*** Records shown Section Begins ***

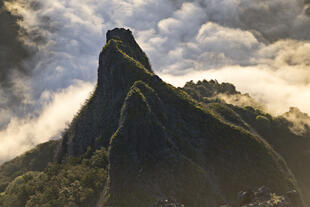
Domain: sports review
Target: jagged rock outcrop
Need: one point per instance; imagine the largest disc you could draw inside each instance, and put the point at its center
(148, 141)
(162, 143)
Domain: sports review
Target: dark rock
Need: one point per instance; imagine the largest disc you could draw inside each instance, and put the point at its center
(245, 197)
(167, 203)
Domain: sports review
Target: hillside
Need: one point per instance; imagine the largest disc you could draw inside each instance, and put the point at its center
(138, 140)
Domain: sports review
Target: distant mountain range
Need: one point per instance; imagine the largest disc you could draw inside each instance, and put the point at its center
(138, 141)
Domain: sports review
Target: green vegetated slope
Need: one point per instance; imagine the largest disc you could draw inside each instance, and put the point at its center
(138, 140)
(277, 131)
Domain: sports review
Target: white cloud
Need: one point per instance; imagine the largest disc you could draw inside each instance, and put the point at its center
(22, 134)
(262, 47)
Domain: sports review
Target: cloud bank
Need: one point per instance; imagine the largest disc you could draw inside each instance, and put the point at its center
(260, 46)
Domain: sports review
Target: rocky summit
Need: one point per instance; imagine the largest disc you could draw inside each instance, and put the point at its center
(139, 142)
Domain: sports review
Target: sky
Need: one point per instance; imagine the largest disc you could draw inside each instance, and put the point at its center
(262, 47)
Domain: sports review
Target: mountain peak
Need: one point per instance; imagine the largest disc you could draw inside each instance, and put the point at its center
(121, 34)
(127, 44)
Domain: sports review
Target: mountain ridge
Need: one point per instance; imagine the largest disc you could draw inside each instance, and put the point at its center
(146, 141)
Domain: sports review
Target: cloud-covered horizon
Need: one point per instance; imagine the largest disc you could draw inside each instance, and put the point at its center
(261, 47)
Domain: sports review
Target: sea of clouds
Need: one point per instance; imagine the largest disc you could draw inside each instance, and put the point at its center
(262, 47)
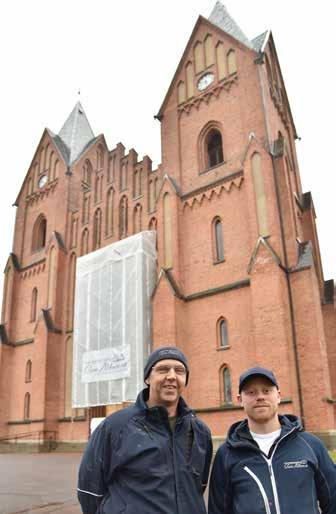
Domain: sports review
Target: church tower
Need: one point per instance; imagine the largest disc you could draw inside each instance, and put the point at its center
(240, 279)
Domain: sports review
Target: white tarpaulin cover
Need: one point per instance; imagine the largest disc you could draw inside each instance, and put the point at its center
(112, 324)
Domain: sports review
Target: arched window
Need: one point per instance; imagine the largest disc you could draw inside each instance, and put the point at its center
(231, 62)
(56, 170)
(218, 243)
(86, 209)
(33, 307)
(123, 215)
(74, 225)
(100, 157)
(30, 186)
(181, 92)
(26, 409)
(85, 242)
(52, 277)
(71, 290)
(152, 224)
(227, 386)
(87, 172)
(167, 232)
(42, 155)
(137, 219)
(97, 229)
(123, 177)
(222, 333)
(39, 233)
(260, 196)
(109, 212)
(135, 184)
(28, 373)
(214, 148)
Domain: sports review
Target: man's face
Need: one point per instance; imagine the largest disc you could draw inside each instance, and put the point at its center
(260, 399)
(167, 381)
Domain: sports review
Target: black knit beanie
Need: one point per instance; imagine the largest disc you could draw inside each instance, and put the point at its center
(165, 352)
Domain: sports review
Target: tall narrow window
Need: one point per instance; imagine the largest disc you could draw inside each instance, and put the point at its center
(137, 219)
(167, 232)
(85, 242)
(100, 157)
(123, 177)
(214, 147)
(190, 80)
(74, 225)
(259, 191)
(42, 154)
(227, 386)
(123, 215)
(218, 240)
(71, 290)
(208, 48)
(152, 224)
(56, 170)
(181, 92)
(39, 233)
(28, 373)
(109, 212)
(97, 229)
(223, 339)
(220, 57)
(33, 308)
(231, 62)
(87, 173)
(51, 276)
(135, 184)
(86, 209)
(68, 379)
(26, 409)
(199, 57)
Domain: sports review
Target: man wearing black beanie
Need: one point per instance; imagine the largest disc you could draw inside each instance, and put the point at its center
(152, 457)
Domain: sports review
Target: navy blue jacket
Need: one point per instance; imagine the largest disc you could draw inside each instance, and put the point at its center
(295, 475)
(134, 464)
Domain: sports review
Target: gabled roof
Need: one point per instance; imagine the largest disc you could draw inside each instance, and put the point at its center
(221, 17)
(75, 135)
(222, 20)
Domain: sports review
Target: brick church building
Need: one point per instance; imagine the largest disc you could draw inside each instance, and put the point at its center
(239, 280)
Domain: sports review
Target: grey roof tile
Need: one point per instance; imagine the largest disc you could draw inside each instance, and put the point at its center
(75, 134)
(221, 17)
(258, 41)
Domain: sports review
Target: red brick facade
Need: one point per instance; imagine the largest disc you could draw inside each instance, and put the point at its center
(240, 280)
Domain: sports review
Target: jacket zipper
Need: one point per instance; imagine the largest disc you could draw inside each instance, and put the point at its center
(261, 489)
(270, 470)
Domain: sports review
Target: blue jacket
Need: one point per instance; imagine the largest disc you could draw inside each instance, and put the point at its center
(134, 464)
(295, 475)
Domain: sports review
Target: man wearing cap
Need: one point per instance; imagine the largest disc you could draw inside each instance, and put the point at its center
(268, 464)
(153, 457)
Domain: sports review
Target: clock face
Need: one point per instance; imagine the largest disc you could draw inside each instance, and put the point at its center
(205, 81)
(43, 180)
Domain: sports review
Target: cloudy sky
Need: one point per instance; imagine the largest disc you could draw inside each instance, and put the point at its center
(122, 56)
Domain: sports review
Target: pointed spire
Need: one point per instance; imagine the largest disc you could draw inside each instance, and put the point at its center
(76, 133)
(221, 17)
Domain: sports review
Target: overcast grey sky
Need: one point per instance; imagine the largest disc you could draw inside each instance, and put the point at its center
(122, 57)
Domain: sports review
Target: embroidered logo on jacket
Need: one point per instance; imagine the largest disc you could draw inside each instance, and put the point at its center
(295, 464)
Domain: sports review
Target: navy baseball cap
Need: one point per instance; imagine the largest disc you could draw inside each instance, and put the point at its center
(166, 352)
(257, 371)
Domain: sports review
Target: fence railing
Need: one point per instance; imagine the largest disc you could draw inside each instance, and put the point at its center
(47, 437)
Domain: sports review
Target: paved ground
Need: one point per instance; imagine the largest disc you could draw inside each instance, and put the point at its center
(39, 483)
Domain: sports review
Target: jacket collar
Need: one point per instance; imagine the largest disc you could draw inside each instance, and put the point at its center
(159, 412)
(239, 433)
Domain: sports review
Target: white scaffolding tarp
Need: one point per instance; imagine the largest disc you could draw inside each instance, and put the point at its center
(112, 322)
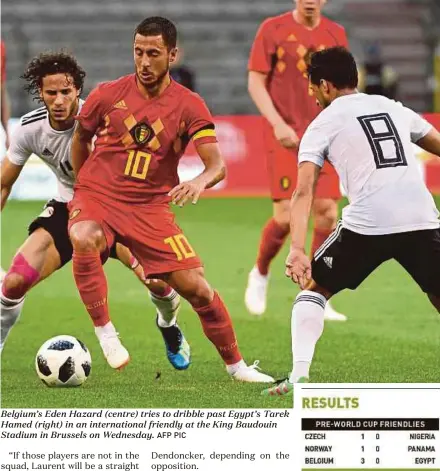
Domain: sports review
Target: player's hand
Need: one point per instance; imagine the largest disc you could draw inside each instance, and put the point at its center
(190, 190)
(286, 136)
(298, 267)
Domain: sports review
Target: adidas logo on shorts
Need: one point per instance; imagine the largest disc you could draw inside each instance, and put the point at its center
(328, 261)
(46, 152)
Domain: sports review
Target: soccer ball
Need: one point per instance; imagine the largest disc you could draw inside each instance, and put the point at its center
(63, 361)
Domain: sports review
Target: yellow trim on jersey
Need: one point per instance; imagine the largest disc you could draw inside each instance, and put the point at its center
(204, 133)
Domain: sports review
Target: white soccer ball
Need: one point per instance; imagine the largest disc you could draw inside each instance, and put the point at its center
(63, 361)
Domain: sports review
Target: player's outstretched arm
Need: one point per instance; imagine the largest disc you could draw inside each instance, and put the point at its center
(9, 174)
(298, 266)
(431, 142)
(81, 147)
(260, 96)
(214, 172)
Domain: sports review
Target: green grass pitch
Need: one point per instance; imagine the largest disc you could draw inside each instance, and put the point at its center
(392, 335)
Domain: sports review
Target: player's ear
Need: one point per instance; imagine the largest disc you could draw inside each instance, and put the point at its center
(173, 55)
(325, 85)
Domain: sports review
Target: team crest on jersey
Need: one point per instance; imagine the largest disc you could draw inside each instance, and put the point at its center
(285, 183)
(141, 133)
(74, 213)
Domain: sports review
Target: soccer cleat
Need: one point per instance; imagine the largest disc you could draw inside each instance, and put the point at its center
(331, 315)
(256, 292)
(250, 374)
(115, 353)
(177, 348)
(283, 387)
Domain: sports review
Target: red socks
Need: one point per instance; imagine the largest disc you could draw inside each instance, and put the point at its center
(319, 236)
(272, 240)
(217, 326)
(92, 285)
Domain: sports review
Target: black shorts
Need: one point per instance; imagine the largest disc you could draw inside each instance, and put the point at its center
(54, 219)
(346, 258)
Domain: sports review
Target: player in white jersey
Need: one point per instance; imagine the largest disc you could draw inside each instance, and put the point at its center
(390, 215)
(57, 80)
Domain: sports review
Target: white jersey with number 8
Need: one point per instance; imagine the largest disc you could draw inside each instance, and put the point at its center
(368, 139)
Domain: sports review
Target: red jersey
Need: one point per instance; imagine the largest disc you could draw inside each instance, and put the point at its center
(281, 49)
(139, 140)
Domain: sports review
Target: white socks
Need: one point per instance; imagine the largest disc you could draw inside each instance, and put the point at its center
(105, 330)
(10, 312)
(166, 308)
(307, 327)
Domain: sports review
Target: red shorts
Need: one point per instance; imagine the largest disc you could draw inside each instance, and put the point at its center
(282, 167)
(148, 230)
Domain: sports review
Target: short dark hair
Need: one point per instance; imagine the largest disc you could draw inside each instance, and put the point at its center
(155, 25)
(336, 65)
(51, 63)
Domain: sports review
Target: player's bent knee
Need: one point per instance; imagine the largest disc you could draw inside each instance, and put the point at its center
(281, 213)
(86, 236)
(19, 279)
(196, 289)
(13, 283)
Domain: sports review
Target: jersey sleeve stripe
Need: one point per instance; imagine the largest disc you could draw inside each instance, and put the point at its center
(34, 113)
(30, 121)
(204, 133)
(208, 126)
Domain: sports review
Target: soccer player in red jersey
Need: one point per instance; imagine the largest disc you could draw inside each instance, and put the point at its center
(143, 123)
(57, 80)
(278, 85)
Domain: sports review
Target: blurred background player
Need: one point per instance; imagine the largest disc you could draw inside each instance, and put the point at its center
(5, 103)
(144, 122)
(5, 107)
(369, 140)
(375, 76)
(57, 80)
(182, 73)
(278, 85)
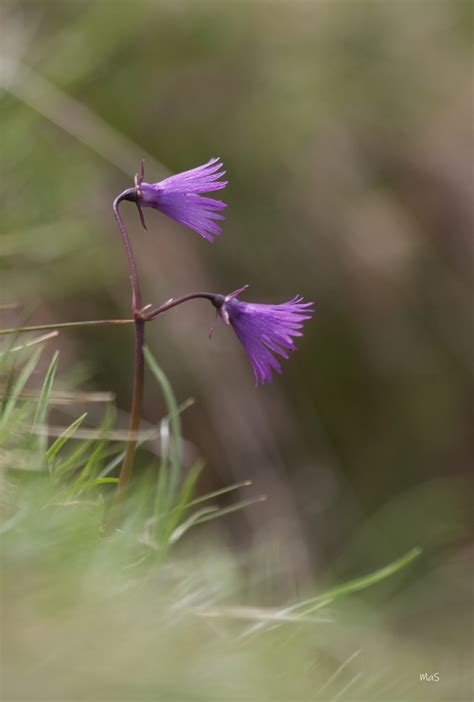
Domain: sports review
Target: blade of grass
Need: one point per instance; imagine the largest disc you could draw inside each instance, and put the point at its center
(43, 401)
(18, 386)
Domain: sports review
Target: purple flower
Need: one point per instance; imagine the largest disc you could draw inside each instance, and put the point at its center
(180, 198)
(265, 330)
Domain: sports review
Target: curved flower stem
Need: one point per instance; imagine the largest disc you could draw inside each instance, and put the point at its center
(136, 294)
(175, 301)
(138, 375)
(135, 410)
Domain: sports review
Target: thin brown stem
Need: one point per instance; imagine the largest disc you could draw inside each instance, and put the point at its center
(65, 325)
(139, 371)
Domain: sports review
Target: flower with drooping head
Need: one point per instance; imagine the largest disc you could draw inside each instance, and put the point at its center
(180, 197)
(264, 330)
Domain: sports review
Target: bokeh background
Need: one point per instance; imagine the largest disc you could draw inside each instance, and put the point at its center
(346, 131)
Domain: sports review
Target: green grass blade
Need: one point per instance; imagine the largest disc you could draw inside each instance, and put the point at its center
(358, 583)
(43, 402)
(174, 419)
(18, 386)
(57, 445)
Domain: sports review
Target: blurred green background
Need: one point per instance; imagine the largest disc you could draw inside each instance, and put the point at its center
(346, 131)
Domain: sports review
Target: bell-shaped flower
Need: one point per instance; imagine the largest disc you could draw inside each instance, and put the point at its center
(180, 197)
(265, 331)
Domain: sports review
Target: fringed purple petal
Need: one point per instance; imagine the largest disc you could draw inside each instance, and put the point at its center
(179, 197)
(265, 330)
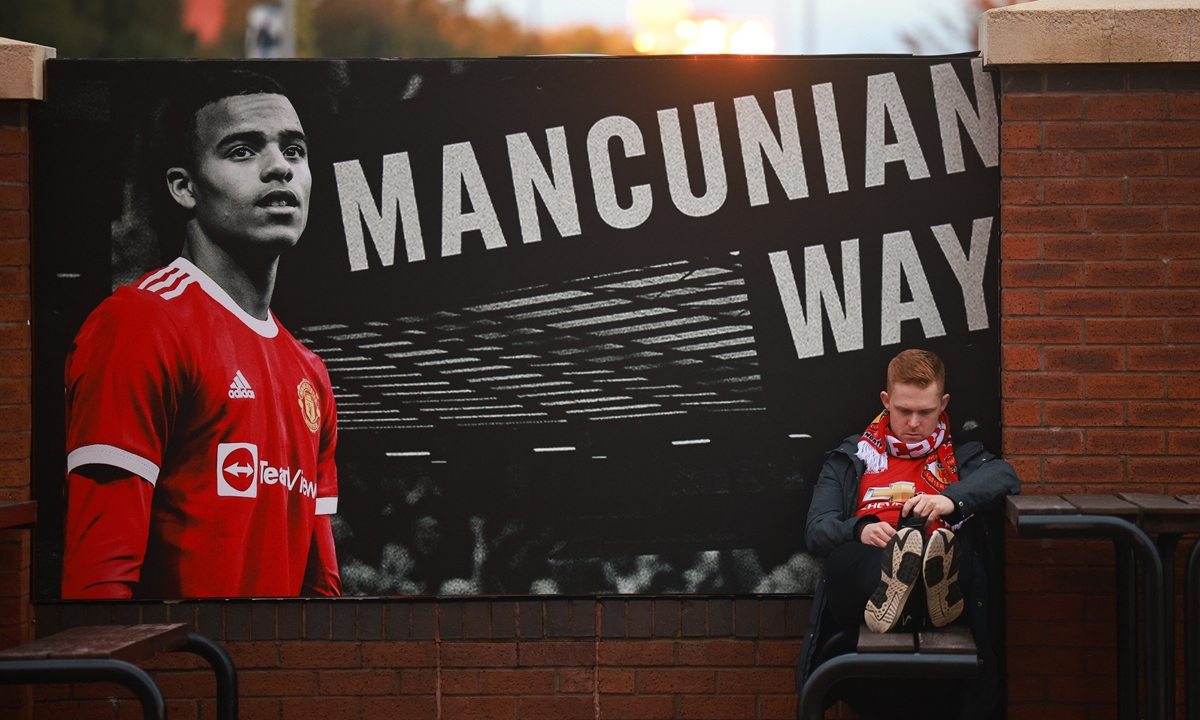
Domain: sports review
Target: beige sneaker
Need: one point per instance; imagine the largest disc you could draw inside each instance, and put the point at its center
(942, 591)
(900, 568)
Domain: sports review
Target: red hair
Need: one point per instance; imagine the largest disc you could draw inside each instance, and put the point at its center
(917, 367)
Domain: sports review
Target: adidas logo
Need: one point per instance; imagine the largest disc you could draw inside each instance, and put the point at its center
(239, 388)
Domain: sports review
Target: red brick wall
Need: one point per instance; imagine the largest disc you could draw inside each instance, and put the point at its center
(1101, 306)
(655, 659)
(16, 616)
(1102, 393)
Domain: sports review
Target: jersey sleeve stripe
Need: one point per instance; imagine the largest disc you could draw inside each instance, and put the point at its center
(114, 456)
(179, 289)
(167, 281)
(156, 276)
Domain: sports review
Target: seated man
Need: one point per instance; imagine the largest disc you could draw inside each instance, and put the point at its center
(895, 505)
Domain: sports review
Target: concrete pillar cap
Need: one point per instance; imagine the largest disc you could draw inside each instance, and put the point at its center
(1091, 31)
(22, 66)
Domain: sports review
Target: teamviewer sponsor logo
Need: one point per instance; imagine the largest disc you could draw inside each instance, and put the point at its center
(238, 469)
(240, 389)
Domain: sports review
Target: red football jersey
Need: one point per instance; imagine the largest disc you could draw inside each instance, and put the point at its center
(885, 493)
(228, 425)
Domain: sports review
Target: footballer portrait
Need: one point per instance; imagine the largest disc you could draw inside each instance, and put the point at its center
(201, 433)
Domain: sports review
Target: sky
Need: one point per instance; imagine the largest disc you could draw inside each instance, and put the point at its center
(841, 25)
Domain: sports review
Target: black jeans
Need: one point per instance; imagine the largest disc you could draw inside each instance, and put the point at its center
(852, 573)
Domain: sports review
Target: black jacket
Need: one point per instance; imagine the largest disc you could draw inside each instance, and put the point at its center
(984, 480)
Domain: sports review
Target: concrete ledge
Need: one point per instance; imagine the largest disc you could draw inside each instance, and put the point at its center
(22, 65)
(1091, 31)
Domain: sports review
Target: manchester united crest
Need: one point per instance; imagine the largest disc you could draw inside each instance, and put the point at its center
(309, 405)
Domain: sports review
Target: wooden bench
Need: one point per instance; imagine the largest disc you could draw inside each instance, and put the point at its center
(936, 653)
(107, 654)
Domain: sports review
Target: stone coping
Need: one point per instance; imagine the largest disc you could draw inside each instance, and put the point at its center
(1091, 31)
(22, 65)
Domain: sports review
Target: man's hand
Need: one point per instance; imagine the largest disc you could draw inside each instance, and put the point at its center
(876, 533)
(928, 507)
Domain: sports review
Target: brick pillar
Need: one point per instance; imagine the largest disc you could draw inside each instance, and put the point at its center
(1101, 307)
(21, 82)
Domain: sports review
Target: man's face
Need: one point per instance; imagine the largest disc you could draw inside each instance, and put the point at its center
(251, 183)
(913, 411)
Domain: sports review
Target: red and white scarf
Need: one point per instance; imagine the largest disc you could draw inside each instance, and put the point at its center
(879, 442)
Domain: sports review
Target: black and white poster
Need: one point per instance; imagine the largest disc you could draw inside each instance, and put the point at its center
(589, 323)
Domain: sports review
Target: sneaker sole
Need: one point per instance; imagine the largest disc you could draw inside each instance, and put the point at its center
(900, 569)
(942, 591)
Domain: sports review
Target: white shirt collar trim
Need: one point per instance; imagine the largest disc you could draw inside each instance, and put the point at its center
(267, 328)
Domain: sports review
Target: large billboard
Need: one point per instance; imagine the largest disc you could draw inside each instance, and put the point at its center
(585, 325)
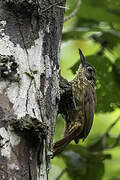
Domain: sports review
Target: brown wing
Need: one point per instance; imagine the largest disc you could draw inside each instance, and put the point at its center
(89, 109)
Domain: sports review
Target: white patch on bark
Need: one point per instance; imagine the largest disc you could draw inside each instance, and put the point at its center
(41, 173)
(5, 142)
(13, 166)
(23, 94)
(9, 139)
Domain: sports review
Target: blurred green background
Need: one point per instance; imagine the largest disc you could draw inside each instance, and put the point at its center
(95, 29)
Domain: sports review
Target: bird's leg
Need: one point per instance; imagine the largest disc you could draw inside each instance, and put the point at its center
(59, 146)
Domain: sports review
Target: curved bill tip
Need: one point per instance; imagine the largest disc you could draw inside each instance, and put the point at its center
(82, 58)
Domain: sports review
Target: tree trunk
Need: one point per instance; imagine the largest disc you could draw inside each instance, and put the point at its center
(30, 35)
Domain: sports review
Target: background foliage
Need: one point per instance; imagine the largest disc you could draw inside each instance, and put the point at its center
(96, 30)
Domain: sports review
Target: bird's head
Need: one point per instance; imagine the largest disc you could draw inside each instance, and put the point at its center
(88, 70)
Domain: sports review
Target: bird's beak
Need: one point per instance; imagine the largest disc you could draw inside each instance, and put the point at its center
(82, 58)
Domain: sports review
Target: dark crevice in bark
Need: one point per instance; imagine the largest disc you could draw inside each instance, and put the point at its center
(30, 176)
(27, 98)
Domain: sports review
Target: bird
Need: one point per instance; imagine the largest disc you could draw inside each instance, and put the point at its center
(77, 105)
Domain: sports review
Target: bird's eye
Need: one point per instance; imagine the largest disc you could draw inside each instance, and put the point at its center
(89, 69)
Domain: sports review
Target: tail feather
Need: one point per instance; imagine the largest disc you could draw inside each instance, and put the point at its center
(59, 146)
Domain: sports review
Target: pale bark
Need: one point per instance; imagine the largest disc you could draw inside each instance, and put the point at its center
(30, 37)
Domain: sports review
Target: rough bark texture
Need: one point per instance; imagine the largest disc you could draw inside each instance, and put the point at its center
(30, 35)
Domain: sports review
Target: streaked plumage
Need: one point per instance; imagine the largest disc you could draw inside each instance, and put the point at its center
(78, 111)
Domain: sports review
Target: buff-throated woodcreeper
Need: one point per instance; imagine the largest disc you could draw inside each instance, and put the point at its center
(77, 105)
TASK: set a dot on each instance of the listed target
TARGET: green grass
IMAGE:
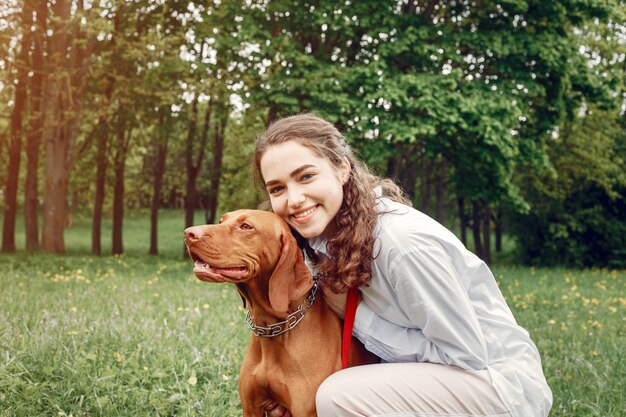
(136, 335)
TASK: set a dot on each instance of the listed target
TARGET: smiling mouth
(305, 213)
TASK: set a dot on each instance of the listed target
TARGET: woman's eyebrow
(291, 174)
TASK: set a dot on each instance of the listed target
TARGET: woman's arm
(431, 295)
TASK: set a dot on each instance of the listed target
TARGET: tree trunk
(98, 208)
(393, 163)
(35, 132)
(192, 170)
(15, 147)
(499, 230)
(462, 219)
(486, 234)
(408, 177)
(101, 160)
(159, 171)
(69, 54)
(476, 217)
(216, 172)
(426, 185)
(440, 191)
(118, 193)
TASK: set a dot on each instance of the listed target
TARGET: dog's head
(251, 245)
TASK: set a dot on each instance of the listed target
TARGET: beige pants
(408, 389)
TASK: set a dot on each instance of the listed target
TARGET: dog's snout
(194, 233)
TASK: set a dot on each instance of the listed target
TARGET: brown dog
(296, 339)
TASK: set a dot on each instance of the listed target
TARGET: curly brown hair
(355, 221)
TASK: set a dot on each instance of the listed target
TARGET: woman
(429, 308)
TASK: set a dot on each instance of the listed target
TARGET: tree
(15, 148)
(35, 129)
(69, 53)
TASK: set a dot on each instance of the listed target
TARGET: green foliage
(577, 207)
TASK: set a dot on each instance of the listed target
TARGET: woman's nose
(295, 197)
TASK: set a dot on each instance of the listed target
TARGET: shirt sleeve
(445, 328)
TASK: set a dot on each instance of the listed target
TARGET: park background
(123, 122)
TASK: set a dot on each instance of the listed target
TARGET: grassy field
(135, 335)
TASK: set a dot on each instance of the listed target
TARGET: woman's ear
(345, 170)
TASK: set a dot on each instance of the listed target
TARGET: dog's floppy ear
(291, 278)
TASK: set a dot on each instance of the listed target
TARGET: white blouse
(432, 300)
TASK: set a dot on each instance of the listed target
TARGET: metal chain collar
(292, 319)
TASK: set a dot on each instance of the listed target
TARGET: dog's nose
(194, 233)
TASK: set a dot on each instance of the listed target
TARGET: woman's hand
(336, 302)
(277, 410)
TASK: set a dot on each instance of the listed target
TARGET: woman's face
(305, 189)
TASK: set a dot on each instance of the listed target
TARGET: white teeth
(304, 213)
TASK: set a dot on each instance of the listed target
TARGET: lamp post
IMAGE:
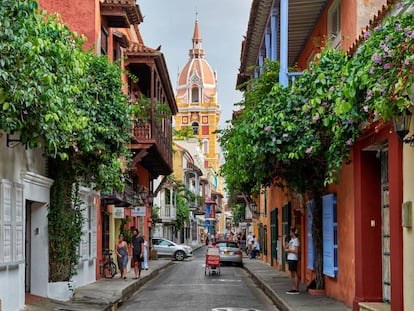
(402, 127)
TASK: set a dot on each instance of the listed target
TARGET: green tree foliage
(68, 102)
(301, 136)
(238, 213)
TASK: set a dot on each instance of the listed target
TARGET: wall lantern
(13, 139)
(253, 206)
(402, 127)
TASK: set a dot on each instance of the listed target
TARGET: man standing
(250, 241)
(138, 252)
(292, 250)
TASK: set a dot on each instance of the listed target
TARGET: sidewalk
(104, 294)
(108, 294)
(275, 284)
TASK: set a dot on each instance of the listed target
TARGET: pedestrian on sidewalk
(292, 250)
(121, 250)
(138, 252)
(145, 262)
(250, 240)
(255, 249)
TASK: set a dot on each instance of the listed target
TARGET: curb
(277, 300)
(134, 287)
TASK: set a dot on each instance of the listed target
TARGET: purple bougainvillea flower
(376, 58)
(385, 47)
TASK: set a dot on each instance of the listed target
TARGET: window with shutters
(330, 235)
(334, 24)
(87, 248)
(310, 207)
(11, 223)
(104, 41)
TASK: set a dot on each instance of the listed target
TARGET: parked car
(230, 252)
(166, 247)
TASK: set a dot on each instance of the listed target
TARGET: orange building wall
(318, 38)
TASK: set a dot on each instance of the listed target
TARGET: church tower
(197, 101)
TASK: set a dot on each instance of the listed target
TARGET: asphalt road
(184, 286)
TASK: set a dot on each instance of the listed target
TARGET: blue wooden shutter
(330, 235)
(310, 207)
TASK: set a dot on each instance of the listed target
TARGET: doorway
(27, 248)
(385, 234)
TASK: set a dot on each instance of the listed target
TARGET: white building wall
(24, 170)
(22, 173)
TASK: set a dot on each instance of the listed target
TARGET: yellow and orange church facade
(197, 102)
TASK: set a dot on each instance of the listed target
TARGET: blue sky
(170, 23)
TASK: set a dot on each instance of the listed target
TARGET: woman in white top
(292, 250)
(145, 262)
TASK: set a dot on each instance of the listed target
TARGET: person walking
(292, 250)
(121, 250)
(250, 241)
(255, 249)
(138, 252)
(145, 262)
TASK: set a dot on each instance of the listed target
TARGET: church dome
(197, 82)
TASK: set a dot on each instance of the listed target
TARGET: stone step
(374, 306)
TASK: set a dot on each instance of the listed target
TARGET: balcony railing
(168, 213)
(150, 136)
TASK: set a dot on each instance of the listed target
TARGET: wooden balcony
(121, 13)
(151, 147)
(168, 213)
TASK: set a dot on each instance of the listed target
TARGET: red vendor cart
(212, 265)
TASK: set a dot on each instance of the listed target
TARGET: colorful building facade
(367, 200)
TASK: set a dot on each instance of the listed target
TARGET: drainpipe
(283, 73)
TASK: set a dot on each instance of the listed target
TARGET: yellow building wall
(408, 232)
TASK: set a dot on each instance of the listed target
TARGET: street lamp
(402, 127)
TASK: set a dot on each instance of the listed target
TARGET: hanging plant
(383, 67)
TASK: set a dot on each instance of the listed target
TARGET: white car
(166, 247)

*** Records shown Section Ends ***

• _Exercise description_: Of the lines above, output exactly those from the line bearing "Target: tail feather" through the line bearing "Target: rough bark texture", inclusive.

• _Solution for this problem_:
Target: tail feather
Need: one point per instance; imagine the largest disc you could draw inside each instance, and put the point at its center
(59, 146)
Domain: sports review
Target: pale bark
Need: one point per instance; imagine the largest disc you could draw inside each instance, and put the point at its center
(30, 37)
Domain: sports review
Target: rough bark texture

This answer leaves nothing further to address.